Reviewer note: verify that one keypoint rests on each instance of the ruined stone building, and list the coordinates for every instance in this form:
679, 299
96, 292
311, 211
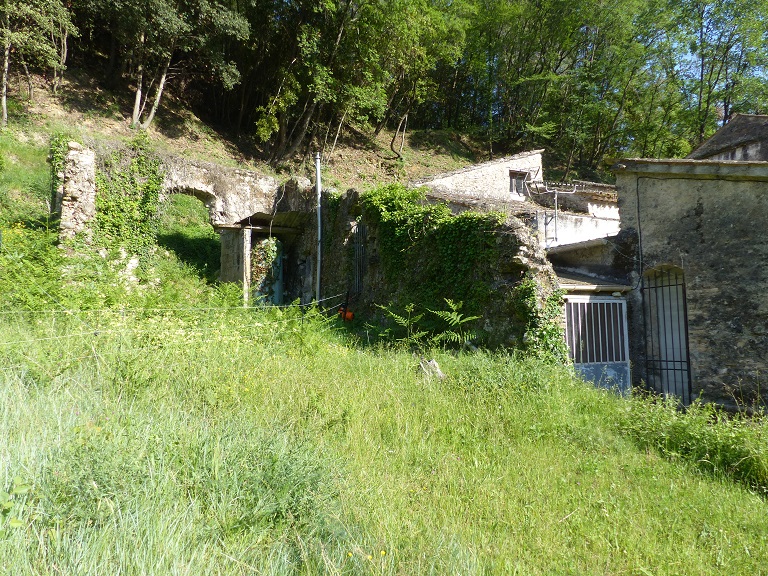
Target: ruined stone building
699, 313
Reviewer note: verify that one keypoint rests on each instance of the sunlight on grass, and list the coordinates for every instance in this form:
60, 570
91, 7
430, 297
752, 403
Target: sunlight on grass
232, 441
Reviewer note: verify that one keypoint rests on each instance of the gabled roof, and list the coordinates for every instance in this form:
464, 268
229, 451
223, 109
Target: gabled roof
473, 167
743, 129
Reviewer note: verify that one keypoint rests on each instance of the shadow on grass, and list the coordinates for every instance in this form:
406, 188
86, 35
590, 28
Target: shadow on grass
443, 142
201, 254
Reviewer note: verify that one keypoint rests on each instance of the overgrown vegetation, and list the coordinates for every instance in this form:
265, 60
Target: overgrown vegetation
543, 336
157, 427
127, 197
429, 254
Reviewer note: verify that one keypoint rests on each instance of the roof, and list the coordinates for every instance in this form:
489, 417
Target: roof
700, 169
743, 129
482, 203
473, 167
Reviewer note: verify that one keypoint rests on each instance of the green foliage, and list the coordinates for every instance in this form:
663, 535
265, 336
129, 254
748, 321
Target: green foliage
58, 153
446, 327
544, 335
430, 254
263, 267
734, 446
127, 193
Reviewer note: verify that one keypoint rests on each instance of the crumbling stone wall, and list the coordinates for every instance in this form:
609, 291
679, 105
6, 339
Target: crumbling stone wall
75, 198
230, 194
708, 219
518, 253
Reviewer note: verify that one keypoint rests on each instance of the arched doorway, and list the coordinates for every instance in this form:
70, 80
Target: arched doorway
666, 332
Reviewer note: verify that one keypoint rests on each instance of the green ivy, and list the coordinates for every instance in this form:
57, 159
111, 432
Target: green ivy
430, 254
127, 198
543, 337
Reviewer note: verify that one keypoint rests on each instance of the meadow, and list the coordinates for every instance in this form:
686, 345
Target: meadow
155, 426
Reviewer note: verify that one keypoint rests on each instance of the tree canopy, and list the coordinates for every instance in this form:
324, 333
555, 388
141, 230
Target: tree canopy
586, 79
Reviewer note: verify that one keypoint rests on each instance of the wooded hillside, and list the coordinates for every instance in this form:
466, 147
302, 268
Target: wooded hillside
587, 80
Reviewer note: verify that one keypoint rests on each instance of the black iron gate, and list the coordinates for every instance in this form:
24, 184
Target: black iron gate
666, 332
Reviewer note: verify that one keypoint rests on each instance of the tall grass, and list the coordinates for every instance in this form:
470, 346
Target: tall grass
242, 441
149, 426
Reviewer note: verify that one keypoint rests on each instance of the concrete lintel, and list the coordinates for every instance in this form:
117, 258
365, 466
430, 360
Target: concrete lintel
696, 169
259, 228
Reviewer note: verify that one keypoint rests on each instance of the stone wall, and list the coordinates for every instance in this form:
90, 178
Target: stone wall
710, 220
75, 199
488, 180
518, 254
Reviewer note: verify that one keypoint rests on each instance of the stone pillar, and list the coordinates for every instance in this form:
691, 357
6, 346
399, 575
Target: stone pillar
76, 196
236, 258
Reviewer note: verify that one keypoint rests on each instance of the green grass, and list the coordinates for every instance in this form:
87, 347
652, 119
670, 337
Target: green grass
150, 426
25, 181
232, 442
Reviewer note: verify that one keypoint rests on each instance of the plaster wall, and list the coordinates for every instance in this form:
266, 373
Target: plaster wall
490, 180
709, 220
571, 228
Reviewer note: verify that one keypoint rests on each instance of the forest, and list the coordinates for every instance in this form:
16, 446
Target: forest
588, 80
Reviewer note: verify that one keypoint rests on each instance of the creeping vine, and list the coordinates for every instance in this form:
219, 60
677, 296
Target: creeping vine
127, 198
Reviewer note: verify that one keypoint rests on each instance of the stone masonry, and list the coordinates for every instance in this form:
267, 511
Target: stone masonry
708, 219
75, 199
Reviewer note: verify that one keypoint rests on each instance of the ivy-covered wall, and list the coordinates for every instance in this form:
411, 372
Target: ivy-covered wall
418, 253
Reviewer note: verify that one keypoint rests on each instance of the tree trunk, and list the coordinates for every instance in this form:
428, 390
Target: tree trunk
4, 89
302, 132
135, 117
30, 87
58, 74
158, 95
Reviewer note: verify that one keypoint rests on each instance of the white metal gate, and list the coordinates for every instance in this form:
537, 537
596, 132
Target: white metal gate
597, 338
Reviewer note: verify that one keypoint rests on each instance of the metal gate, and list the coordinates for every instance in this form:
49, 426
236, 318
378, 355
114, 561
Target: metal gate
666, 332
597, 338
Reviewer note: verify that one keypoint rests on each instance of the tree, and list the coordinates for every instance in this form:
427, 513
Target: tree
28, 30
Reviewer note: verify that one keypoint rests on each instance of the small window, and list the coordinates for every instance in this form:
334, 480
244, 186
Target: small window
518, 182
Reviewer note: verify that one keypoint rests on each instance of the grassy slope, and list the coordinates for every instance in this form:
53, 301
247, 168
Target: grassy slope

» Exercise
The data above must be given back verbatim, minus its images.

» Exercise answer
Reviewer note: verify that one keypoint rests on each instance of the ruined stone building, and list the coordinates for every instance in this form:
679, 299
96, 292
311, 211
Target: ruined stone building
699, 313
Reviewer note: verify that one keypoint rests on each instance of the sunlight on grass, and list the coordinates for every instance in this form:
60, 570
91, 7
430, 297
752, 403
Target: sunlight on grass
232, 441
Reviewer note: verify that one keypoint rests on each instance of the gabled roof, and list the coordinates for every instance in this form:
464, 268
229, 451
223, 109
Target: gabled roof
473, 167
743, 129
Reviewer note: verify that one keypoint rests on each instance of the shadow on grass, and list the coordinates for every instance in this form:
406, 188
86, 35
590, 28
Target: shadow on grass
443, 142
201, 254
Reviewer note: verify that one keypoint rests on each instance of the overgrown vegetation, and list the coordinates for every instance in this form:
265, 60
Target: overgrown vegetation
543, 336
157, 427
127, 197
429, 254
Reviewer note: verify that one keypoint rests on each instance of the roof, and list the coordinates for every instance in this form:
489, 417
Target: roof
700, 169
743, 129
482, 203
473, 167
Reviewer note: verify that one keypoint rests on each instance of the green foliage, and list the coordinates for every instance in this form:
663, 535
265, 336
129, 254
748, 321
Target: green foliage
58, 153
446, 327
544, 335
430, 254
263, 267
734, 446
127, 193
Reviewer note: verify that one keypoint rests on each instance of the crumbling stone wall, and list the coordinates for every instance in this form:
609, 291
679, 105
6, 339
Target: crumbling stone wall
75, 198
230, 194
708, 219
518, 253
Reviewer note: verify that one keypoint rests on each instance of the arched doorway, and list the coordinates for every instance in this form:
70, 80
Target: arched doorway
666, 332
Reviewer note: verify that one keypoint rests on each instance of the green ivy, and list the coordinates for every instance in this form:
57, 159
111, 432
Target: green ivy
430, 254
127, 198
543, 337
Reviewer note: verify that one keypoint rests on each instance of the meadow, and list the coordinates for every instance in this form:
686, 345
Target: meadow
155, 426
Reviewer note: verify that one keypoint rests on each instance of the tree canopy, and list the coordinates for every instance in this form:
324, 333
555, 388
141, 230
Target: tree canopy
586, 79
Reviewer note: verify that one keypoint rests on each instance of the wooded hillside, and list the coordinates for every instance in this form:
466, 147
302, 268
Target: wooded hillside
587, 80
Reviewer note: verify that one keypoint rests on each instance of the black iron gate, and list the coordinates for every instance in this form:
24, 184
Target: black iron gate
666, 332
Reviewer note: verify that one keypoint rests on each instance of the tall grass, and list the coordinates for every instance in this form:
470, 346
Target: tall grass
242, 441
149, 426
Reviewer note: verify that one keypoint rests on each instance of the concrete lintel, and list the coordinates for every instance in this form:
117, 258
365, 466
430, 360
Target: concrete lintel
696, 169
259, 228
Reviewer note: verify that one keypoint rests on each instance of the stone wall, and list the coordinates for every instance in this form:
90, 178
Target: stone wall
710, 220
75, 199
488, 180
518, 254
Reviewer note: verify that one keypoint rests on each instance of the stone pillar, and list the coordinates for every instance in this form:
691, 357
6, 346
399, 575
Target: stone pillar
76, 196
236, 258
Reviewer note: verify that one keypoint rests on each instance of the green grass, and list the coordinates for every instance in this form:
87, 347
652, 119
670, 337
Target: green grass
150, 426
25, 181
232, 442
Reviewer note: verify that one keypoint rests on each instance of the plaster wall, and list the coordinates for every instance in this form:
266, 373
Target: plaster wall
490, 180
709, 220
571, 228
Reviewer note: verify that one keypoint rests on each instance of the forest, and list the coordinates for every instance in this form:
16, 446
Target: forest
588, 80
Reviewer note: verify that one keypoint rests on each instance of the creeping vine, and list the coordinates for every instance in this form:
219, 60
677, 296
Target: creeping vine
127, 198
Reviewer note: verify that one keypoint rests on each instance of the stone masonry, and list the coordinates for every instance in this form:
267, 511
Target: stone masonry
708, 219
75, 199
Reviewer note: verify that one keypoint rests on each instance of the ivy-covered wall, and list the coordinates for every instance in this form:
411, 372
Target: ivy-covered wall
418, 253
Reviewer note: verify that one keypoint rests on each instance of the tree trunk, and list the coordinates for every instance in this form:
428, 390
Target: tree trunk
4, 89
302, 132
135, 117
30, 87
58, 74
158, 95
Reviewer note: verify that one keypoint rests on each instance of the white metal gate, and list the coordinates for every instance in this form:
537, 537
596, 132
Target: white metal gate
597, 338
Reviewer note: verify that one keypoint rests on each instance of the metal gate, and list the coordinates for every instance in this form:
49, 426
236, 318
378, 355
114, 561
Target: metal gate
666, 332
597, 338
Reviewer note: verify that one keypoint rests on each instance of the tree, and list the coordinates for every instance in this form:
427, 513
Target: tree
28, 30
Reviewer note: verify that one keypoint rests on each instance of the small window, and list the coordinates for every instance in this form:
334, 480
244, 186
Target: small window
518, 182
Reviewer note: verify that one keypoint rests on each instance of the grassy slope, and list the coordinates for every instance in this form:
53, 301
247, 168
Target: grassy slope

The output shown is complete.